This approach is still not perfect: we are checking that the file’s suffix is .csv instead of checking the content of the file and confirming that it is what we require. What we should do is check that there are two columns separated by a comma, that the first column contains strings, and that the second is numerical.

Kinds of Errors

The “if then raise” approach is sometimes referred to as “look before you leap,” while the try/except approach obeys the old adage that “it’s easier to ask for forgiveness than permission.” The first approach is more precise, but has the shortcoming that programmers can’t anticipate everything that can go wrong when running a program, so there should always be an except somewhere to deal with unexpected cases.

The one rule we should always follow is to check for errors as early as possible so that we don’t waste the user’s time. Few things are as frustrating as being told at the end of an hour-long calculation that the program doesn’t have permission to write to an output directory. It’s a little extra work to check things like this up front, but the larger your program or the longer it runs, the more useful those checks will be.

## 12.2 Writing Useful Error Messages

The error message shown in Figure 12.2 is not helpful. Having collate.py print the message below would be equally unfriendly:

OSError: Something went wrong, try again.

This message doesn’t provide any information on what went wrong, so it is difficult to know what to change for next time. A slightly better message would be:

OSError: Unsupported file type.

This tells us the problem is with the type of file we’re trying to process, but it still doesn’t tell us what file types are supported, which means we have to rely on guesswork or read the source code. Telling the user “filename is not a CSV file” (as we did in the previous section) makes it clear that the program only works with CSV files, but since we don’t actually check the content of the file, this message could confuse someone who has comma-separated values saved in a .txt file. An even better message would therefore be:

OSError: File must end in .csv

This message tells us exactly what the criteria are to avoid the error.

Error messages are often the first thing people read about a piece of software, so they should therefore be the most carefully written documentation for that software. A web search for “writing good error messages” turns up hundreds of hits, but recommendations are often more like gripes than guidelines and are usually not backed up by evidence. What research there is gives us the following rules (Becker et al. 2016):

1. Tell the user what they did, not what the program did. Putting it another way, the message shouldn’t state the effect of the error, it should state the cause.

2. Be spatially correct, i.e., point at the actual location of the error. Few things are as frustrating as being pointed at line 28 when the problem is really on line 35.

_REQUIRED TASKS_:
1. In the text on error messages, shorten the paragraph that begins "The one rule we should always follow" while keeping its main facts.
2. According to the text on error messages, why is "OSError: File must end in .csv" a better message than telling the user "filename is not a CSV file"?
Rely on the text alone for your answers.

_PROVIDED DATA_:
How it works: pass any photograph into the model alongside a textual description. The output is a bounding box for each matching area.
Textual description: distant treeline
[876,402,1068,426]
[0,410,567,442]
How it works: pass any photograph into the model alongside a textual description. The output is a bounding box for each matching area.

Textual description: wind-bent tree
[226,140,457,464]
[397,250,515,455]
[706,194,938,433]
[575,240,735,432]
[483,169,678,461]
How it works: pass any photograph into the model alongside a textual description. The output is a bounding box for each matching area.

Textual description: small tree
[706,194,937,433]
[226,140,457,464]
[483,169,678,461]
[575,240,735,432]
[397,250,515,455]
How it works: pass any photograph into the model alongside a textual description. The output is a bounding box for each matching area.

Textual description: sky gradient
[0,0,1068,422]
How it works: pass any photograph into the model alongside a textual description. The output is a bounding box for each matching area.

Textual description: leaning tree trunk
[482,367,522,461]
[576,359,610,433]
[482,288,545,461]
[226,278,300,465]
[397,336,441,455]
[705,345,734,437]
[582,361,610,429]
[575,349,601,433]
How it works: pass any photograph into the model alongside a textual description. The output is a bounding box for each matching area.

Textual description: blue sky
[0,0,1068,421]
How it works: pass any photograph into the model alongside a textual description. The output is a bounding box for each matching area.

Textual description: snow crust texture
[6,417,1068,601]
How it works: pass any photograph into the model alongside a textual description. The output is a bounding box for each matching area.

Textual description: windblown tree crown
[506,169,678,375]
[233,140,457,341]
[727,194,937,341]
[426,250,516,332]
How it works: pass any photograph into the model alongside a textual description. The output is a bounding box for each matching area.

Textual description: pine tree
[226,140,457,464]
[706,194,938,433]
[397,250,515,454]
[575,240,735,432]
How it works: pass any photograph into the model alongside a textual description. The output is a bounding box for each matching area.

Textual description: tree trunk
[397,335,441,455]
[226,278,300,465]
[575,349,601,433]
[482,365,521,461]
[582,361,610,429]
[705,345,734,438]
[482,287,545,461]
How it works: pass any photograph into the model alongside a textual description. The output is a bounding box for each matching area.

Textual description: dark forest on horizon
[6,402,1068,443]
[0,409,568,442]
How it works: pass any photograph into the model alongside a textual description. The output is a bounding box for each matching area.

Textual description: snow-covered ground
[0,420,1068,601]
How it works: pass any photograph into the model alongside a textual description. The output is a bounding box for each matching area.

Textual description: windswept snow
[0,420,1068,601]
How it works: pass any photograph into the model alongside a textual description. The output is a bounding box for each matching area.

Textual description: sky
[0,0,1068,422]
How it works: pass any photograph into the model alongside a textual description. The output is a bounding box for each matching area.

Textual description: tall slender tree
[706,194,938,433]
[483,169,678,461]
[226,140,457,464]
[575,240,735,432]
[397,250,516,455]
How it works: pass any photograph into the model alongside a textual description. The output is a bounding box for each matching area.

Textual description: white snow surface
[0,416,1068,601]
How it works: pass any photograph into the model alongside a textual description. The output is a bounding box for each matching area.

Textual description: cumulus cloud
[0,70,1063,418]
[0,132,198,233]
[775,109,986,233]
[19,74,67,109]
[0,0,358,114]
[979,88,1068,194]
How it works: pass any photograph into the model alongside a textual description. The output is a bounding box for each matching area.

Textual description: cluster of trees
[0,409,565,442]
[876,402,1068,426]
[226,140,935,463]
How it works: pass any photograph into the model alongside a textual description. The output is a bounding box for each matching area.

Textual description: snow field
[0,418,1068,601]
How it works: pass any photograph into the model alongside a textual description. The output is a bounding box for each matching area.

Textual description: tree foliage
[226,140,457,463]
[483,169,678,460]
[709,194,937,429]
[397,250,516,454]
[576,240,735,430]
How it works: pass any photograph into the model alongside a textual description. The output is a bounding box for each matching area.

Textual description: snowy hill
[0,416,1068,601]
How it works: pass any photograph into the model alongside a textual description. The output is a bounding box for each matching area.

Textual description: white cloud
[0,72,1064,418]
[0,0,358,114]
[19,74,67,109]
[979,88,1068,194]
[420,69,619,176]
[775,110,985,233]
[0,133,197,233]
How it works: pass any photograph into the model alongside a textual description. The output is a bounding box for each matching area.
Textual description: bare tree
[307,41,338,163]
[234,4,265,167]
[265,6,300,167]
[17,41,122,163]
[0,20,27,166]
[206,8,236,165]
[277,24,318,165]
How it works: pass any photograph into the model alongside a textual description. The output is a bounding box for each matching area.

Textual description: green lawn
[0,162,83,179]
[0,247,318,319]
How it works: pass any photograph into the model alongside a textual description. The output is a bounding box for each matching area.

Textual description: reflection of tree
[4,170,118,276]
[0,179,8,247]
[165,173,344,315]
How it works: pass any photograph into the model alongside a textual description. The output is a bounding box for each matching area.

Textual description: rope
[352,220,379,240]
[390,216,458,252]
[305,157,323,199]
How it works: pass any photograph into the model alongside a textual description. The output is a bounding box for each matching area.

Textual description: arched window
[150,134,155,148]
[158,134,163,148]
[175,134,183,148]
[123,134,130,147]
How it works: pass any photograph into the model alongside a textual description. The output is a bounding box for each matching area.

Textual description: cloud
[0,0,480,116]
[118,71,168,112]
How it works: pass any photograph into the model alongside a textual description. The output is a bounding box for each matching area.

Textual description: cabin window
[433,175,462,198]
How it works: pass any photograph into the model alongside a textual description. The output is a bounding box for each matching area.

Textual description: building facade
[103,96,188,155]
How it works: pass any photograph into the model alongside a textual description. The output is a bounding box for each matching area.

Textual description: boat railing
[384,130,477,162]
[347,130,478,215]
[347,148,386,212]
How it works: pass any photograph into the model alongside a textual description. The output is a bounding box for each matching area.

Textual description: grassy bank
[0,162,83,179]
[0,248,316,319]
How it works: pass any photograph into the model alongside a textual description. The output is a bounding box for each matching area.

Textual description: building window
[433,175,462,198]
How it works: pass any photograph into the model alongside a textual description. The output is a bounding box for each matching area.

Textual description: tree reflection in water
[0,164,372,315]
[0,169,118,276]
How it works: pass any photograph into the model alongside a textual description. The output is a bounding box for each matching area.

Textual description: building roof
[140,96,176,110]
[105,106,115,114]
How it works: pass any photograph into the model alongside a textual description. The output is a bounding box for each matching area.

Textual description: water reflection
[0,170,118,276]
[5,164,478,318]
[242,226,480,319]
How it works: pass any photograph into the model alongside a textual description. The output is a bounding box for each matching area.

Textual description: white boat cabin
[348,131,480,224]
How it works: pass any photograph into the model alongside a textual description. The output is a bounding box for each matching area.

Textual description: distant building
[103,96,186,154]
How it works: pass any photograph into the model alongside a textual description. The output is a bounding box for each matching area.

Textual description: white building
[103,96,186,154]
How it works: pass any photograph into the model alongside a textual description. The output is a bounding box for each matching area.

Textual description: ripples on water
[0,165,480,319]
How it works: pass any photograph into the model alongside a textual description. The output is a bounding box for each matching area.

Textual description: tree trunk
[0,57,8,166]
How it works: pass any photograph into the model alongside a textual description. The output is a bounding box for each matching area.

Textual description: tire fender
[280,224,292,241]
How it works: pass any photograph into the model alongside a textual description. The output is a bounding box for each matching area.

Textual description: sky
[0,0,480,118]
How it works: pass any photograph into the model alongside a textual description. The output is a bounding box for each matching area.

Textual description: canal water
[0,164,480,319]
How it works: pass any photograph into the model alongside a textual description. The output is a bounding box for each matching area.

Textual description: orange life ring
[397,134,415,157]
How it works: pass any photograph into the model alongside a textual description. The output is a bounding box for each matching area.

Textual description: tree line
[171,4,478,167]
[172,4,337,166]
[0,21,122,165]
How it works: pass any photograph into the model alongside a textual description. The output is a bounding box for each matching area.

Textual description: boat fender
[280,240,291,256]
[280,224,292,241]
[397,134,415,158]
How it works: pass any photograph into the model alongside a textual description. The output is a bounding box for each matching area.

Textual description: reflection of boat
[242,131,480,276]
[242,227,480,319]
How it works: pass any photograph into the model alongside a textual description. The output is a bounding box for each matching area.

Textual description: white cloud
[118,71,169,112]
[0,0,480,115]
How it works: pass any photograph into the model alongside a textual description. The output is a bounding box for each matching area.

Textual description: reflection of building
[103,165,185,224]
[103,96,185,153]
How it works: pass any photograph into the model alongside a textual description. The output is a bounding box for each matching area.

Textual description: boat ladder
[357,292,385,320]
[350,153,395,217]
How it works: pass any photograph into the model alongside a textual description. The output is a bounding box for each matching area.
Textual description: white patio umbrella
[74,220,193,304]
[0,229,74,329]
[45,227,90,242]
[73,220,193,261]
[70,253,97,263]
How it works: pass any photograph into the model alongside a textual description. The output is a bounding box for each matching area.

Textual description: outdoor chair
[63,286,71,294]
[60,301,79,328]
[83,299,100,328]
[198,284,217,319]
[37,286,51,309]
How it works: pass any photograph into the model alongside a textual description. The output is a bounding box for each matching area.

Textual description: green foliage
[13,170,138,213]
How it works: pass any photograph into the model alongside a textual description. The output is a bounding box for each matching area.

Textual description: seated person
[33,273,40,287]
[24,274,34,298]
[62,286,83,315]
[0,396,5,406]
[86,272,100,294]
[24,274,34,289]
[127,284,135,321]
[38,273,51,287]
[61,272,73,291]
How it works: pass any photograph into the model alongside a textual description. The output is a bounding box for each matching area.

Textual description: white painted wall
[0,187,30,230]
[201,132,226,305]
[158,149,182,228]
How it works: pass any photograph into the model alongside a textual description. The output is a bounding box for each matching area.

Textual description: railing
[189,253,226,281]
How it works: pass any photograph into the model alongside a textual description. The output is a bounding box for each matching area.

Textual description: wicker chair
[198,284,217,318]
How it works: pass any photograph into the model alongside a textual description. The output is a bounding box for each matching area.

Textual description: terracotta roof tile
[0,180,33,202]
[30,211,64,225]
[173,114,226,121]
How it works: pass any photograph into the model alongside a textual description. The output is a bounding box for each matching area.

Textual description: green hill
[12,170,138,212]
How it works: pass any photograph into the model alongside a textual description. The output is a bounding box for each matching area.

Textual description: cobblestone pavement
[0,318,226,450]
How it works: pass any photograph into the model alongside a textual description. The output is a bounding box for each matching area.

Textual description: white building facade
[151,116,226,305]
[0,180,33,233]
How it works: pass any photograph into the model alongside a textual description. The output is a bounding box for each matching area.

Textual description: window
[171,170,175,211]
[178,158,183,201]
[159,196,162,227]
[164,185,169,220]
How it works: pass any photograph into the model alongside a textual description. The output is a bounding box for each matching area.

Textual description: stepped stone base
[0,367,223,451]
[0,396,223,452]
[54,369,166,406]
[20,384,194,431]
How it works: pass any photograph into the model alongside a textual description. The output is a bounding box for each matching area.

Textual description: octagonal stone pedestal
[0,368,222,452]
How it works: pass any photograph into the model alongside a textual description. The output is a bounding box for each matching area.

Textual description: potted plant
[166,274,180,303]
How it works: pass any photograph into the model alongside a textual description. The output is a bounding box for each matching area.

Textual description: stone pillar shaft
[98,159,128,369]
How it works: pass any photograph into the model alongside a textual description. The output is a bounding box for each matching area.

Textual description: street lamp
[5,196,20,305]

_PER-TASK ANSWERS_:
1. Check for errors as early as possible so the user's time isn't wasted. Learning only at the end of an hour-long calculation that the program can't write to its output directory is especially frustrating. Checking up front takes a little extra work, but the checks become more useful the larger the program is or the longer it runs.

2. The program checks only the file's suffix, not its content, so "not a CSV file" could confuse someone who has comma-separated values saved in a .txt file. The better message states the exact criterion needed to avoid the error.